Stored items:
-.-.-

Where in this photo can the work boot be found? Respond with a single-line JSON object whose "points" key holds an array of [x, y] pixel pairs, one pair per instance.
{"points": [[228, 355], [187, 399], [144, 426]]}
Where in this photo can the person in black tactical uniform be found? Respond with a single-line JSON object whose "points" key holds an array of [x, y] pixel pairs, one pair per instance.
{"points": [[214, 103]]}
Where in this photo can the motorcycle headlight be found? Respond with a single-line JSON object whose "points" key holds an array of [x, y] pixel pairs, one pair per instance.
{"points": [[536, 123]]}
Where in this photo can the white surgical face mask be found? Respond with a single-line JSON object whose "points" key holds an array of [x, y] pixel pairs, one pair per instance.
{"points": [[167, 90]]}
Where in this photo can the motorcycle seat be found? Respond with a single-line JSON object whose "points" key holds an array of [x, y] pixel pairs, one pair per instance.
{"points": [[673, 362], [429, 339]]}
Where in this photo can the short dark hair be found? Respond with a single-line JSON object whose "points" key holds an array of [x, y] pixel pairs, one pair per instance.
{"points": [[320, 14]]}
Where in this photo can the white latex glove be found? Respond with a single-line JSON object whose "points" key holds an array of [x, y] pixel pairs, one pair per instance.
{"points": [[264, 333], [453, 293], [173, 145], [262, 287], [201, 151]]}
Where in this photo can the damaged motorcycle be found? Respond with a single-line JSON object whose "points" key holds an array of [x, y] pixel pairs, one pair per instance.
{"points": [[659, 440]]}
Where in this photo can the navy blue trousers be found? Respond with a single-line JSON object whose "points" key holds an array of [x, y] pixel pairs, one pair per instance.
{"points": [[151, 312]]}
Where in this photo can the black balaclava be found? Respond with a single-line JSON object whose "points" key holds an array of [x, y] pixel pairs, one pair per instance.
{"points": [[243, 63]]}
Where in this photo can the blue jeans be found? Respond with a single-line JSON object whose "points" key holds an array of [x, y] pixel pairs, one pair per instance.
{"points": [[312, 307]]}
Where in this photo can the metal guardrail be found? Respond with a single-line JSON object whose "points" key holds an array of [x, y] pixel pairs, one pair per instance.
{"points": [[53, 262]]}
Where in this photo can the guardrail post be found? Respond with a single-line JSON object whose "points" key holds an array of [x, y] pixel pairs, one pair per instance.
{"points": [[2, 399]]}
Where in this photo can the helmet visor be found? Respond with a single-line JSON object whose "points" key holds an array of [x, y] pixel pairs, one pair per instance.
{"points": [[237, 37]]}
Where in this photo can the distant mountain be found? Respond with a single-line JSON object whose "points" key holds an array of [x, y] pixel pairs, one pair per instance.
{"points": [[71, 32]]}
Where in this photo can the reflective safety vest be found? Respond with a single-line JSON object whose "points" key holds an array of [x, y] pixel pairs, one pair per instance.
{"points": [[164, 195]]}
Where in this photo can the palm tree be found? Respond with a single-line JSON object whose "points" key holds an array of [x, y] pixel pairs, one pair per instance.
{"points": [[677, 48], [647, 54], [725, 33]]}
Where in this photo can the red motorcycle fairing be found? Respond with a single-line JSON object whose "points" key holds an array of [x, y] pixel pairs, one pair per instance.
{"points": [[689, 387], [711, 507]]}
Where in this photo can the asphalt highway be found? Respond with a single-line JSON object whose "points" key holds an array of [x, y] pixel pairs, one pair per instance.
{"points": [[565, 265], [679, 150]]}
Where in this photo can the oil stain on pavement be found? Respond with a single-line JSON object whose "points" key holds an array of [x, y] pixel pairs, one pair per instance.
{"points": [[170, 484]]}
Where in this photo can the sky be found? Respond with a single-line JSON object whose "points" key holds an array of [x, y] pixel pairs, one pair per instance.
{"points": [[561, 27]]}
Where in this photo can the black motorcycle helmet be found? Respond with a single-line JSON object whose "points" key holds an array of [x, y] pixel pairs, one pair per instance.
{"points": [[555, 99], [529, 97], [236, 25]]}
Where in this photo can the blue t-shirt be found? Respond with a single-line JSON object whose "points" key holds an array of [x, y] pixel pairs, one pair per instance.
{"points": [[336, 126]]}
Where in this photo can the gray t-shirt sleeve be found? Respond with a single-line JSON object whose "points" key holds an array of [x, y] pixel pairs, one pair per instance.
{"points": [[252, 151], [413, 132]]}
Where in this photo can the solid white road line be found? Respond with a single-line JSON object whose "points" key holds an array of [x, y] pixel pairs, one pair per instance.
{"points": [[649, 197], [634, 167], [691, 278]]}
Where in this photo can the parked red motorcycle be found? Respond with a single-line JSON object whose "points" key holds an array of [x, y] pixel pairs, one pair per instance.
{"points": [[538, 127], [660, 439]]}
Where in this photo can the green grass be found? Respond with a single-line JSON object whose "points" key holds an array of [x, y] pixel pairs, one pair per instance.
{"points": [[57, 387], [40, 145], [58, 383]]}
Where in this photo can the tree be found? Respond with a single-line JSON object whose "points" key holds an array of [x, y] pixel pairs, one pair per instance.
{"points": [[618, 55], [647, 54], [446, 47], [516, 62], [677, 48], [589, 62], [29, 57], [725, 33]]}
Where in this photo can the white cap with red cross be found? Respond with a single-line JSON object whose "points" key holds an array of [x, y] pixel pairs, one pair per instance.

-.-.-

Copy out the lines of the records above word for word, starting at the line that contains "Where in this photo can the green" and continuing through the last line of the records.

Where in this photo can the green grass be found? Respond with a single-line JSON object whose "points" key holds an array of [x, y] pixel pairs, one pair per instance.
{"points": [[57, 387], [40, 145], [58, 383]]}
Where in this photo can the tree be found? Respond with a single-line JSON object whose "points" key holds an array of [x, y] pixel pairs, one pair per instance.
{"points": [[618, 55], [647, 54], [446, 47], [516, 62], [677, 48], [589, 62], [29, 57], [725, 33]]}
Where in this photo can the white cap with red cross be found? Respond with a single-line JSON object whose "points" key holds an array of [x, y] pixel pairs, one pair per instance.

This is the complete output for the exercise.